#### EXERCISE:
Copy exactly the lines of the data below that run from the line holding "Reviewer note. Confirm that each instance of the bat wing" through the line holding "Reviewer note. Confirm that each instance of the bat face", both ends included.

*** DATA FOR ANALYSIS ***

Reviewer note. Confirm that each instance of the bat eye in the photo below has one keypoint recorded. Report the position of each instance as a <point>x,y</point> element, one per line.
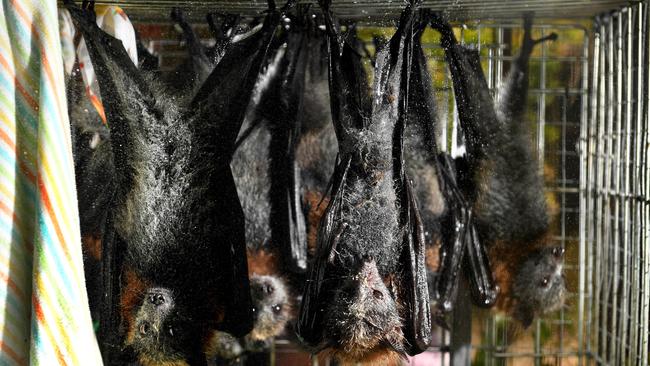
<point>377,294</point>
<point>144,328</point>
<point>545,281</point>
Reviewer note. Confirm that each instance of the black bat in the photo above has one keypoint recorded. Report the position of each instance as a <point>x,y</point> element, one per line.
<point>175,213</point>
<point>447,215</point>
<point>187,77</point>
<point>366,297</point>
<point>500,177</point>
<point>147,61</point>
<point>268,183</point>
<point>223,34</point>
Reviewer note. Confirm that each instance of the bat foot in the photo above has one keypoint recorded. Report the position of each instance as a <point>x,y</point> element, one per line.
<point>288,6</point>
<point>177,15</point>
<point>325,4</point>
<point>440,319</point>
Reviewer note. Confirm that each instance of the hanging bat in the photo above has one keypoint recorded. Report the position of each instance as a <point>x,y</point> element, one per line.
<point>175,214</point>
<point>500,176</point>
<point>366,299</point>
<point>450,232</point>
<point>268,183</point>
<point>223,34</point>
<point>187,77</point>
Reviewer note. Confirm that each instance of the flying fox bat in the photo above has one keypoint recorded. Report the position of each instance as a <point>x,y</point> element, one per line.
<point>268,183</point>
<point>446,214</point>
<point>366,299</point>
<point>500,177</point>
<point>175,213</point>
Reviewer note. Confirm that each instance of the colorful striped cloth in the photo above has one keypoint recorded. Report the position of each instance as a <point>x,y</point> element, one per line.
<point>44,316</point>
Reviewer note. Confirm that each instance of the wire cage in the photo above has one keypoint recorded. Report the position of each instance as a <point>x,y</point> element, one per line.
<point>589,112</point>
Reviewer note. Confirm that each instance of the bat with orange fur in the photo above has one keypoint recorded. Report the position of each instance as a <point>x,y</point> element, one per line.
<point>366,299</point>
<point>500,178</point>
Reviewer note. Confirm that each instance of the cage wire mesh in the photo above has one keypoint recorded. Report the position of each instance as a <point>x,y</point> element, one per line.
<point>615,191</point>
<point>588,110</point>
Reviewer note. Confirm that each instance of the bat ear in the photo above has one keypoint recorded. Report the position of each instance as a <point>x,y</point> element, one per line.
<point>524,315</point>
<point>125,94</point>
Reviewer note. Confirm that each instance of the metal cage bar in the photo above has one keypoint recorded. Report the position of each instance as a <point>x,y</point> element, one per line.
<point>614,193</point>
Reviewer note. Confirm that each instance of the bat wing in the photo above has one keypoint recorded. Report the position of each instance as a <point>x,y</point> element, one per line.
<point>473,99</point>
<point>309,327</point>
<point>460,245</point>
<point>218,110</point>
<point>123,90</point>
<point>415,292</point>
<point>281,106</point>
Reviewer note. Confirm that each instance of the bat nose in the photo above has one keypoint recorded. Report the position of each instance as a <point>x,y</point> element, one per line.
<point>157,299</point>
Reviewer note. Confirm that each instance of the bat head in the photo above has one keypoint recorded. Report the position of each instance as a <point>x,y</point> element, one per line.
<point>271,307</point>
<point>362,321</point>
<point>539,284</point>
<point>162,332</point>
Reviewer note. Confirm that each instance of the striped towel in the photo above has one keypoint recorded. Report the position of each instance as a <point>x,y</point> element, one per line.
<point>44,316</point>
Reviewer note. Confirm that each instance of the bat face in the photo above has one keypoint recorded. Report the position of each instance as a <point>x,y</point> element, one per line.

*** End of DATA FOR ANALYSIS ***
*** DATA FOR ANALYSIS ***

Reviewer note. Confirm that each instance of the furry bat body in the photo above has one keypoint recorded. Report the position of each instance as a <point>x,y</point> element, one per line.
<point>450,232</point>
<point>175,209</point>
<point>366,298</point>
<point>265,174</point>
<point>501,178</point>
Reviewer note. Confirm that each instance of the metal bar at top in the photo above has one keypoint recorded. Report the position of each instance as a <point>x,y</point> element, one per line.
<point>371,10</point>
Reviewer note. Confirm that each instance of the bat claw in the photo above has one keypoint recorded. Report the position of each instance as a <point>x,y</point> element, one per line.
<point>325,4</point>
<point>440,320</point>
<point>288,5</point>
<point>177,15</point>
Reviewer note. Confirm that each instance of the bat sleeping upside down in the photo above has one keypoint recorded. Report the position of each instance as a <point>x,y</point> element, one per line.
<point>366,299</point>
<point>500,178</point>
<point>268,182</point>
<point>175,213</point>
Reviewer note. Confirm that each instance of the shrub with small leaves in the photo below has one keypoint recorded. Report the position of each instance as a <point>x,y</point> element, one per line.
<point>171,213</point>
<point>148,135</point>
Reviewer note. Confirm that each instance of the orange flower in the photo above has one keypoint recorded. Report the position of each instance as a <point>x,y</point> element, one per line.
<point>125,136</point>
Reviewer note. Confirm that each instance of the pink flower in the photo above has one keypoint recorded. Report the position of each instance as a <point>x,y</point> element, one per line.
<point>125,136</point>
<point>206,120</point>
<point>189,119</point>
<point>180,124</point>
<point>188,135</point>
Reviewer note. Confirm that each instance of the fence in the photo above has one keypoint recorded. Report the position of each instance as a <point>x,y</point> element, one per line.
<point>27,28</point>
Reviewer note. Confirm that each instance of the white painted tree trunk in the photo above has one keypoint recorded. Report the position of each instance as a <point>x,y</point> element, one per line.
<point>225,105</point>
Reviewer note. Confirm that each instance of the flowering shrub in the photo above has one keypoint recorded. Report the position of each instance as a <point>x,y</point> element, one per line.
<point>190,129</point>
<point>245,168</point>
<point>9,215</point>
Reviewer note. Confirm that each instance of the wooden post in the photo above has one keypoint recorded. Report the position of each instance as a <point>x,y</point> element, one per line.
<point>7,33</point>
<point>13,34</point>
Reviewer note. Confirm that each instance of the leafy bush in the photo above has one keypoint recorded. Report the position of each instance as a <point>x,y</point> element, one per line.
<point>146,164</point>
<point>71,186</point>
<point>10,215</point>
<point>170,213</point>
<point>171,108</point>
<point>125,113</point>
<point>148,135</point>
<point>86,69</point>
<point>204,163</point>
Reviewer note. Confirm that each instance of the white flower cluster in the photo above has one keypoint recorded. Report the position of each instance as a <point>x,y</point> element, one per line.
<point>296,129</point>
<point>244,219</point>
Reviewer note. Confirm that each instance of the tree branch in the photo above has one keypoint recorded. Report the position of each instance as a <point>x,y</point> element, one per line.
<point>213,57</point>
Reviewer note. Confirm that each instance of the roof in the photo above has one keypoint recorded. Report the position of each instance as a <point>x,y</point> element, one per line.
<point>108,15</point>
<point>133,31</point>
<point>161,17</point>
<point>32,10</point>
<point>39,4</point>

*** End of DATA FOR ANALYSIS ***

#### SOLUTION FOR THIS EXERCISE:
Reviewer note. Confirm that each instance of the bat wing in the photo above has one keypoint recorded. Report the position of each instance as a <point>x,y</point> element, one per line.
<point>473,99</point>
<point>309,327</point>
<point>460,245</point>
<point>218,110</point>
<point>123,90</point>
<point>415,292</point>
<point>281,106</point>
Reviewer note. Confirm that each instance of the bat nose in the photo above has one keypoint recorded. Report the position of each instance as a <point>x,y</point> element, one per line.
<point>157,299</point>
Reviewer note. Confirm that each instance of the bat head in the photo above has one keypoint recorded. Report the position of each instance as a <point>x,y</point> element, one per line.
<point>271,307</point>
<point>362,321</point>
<point>539,284</point>
<point>162,332</point>
Reviewer note. Confirm that each instance of the striped towel in the photo above has one keypoint recorded. Report the position of each instance as a <point>x,y</point> element, one per line.
<point>44,316</point>
Reviewer note. Confirm that each instance of the bat face in the photo above has one keypoint recorded. Report the position of each instance as a <point>x,y</point> element, one per line.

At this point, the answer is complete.